» What you need to do:
1. At which church in Baltimore does the Michael T. Martin biography say he was ordained to the priesthood?
2. List every academic degree that the Michael T. Martin biography says he earned, each with the institution that granted it.
3. Write the next paragraph of the Michael T. Martin biography, beginning after its final sentence.

» Text section:
-- begin --
- Church: Catholic
- Diocese: Charlotte
- Appointed: April 9, 2024
- Installed: May 29, 2024
- Predecessor: Peter Joseph Jugis

Orders
- Ordination: June 10, 1989 by John Huston Ricard
- Consecration: May 29, 2024 by Gregory John Hartmayer, Christophe Pierre, and Peter Joseph Jugis

Personal details
- Born: December 2, 1961 (age 64) Baltimore, Maryland, US
- Education: Saint Hyacinth Seminary Pontifical University of St. Bonaventure Boston College
- Motto: Duc in altum (Latin for 'Put out into the deep')
- Styles
- Reference style: His Excellency; The Most Reverend;
- Spoken style: Your Excellency
- Religious style: Bishop

= Michael T. Martin =

American Catholic prelate (born 1961)

Michael Thomas Martin (born December 2, 1961) is an American Catholic prelate who serves as Bishop of Charlotte and is a member of the Order of Friars Minor Conventual.

== Biography ==
=== Early life ===
Martin was born on December 2, 1961, in Baltimore, Maryland, to Beverly Beatty and Donald Martin. He attended Archbishop Curley High School in that city. After high school, Martin entered the Franciscan novitiate at Ellicott City, Maryland in August 1979 and professed his solemn vows to the order on August 2, 1985. In the meantime he earned a bachelor's degree in philosophy from Saint Hyacinth Seminary in Granby, Massachusetts, a Baccalaureate in Sacred Theology from the Pontifical University of St. Bonaventure in Rome, and a Master of Education degree from Boston College.

=== Priesthood ===
Martin was ordained to the priesthood for the Franciscan Order on June 10, 1989, by Bishop John Huston Ricard at St. Casimir Church in Baltimore. After his ordination, the Franciscans assigned Martin as a teacher and coach at Saint Francis High School in Athol Springs, New York.

In 1994, he was transferred back to Baltimore to teach and coach at Archbishop Curley High School. He was ultimately named as principal and then president at the school. Martin led a successful $7 million capital campaign at Archbishop Curley and increased its enrollment after a decline during the 1990s. Because of his work at Bishop Curley, the Vatican awarded Martin its Pro Ecclesia et Pontifice award in 2007.

In 2010, the Franciscans sent Martin to North Carolina to serve as director of the Duke University Catholic Center. After twelve years at Duke, Martin received his first pastoral appointment as pastor of St. Philip Benizi Church in Jonesboro, Georgia.

=== Bishop of Charlotte ===
On April 9, 2024, Pope Francis accepted the resignation of Bishop Peter Jugis of Charlotte due to health reasons and appointed Martin as his successor. With Martin's appointment, the Conventual Franciscans became the most represented religious community among the active bishops of the United States.

Martin's episcopal consecration occurred on May 29, 2024, at St. Mark Catholic Church in Huntersville, North Carolina. He was consecrated by Archbishop Gregory Hartmayer, with Jugis and Cardinal Christophe Pierre serving as co-consecrators.
-- end --
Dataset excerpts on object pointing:
-- begin --
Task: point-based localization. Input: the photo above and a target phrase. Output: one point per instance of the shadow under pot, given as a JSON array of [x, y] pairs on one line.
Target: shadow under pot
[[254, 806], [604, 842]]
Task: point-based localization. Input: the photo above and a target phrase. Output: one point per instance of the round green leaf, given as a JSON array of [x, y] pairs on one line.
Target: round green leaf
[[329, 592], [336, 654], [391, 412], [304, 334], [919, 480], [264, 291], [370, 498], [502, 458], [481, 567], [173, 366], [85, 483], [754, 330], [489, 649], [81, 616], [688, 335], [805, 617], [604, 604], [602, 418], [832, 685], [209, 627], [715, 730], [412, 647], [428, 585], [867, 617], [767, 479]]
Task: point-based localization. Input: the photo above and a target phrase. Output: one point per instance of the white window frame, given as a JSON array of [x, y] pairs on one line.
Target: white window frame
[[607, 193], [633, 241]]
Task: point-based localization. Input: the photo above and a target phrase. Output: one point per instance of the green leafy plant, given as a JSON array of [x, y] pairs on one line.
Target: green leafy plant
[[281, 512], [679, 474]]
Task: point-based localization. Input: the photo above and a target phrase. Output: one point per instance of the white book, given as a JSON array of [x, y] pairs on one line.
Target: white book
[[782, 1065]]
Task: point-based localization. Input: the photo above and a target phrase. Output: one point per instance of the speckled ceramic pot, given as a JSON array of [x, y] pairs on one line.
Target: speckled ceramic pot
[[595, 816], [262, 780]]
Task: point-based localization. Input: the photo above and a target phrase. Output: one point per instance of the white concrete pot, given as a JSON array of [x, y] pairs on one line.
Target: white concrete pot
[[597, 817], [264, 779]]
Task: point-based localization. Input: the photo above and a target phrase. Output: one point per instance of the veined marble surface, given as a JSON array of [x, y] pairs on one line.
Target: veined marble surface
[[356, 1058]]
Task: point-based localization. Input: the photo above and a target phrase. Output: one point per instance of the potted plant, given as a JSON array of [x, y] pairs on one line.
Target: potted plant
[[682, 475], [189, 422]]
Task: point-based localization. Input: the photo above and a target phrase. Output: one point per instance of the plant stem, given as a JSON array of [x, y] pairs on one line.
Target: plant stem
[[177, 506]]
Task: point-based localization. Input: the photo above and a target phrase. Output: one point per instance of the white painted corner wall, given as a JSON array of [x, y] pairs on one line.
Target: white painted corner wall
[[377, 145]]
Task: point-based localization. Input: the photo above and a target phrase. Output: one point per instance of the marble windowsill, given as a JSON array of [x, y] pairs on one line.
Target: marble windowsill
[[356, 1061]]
-- end --
» Responses per task:
1. St. Casimir Church

2.
- Bachelor's degree in philosophy: Saint Hyacinth Seminary in Granby, Massachusetts
- Baccalaureate in Sacred Theology: Pontifical University of St. Bonaventure in Rome
- Master of Education: Boston College

3.
The Pillar reported that on April 1, 2025, Cardinal Robert Prevost, the future Pope Leo XIV and at the time the prefect of the Dicastery for Bishops, met with Martin to discuss the speed of changes within the diocese. The meeting reportedly was not disciplinary, but "fraternal", encouraging Martin to take time before making major decisions in the diocese. The incident reportedly spurring the meeting was a proposal, met with mixed reviews in the diocese, to move the diocesan cathedral outside of Charlotte.

In May of 2025, Martin restricted celebration of the Tridentine Mass from four parish churches to just one chapel in the diocese, in accordance with Francis' motu proprio Traditionis custodes. At the same time, leaked documents showed drafts of plans to restrict kneeling to receive the Eucharist, the use of Latin in the liturgy, and Roman-style liturgical vestments. In September of the same year, Martin prohibited the use of the altar rail at Charlotte Catholic High School.

In December 2025, Martin issued a pastoral letter on instructions for receiving the Eucharist within the diocese. In it, he announced that beginning January 16, 2026, altar rails would be prohibited:"The episcopal conference norms logically do not envision the use of altar rails, kneelers, or prie-dieus for the reception of communion. Doing so is a visible contradiction to the normative posture of Holy Communion established by our episcopal conferences. Instead, the instruction emphasizes that receiving Holy Communion is to be done as the members of the faithful go in procession, witnessing that the Church journeys forward and receives Holy Communion as a pilgrim people on their way."

He also instructed clergy, catechists, extraordinary ministers of Holy Communion, and teachers "not to teach that some other manner is better, preferred, more efficacious, etc." Martin also announced in his letter provisions for receiving communion under both kinds and the use of extraordinary ministers of Holy Communion.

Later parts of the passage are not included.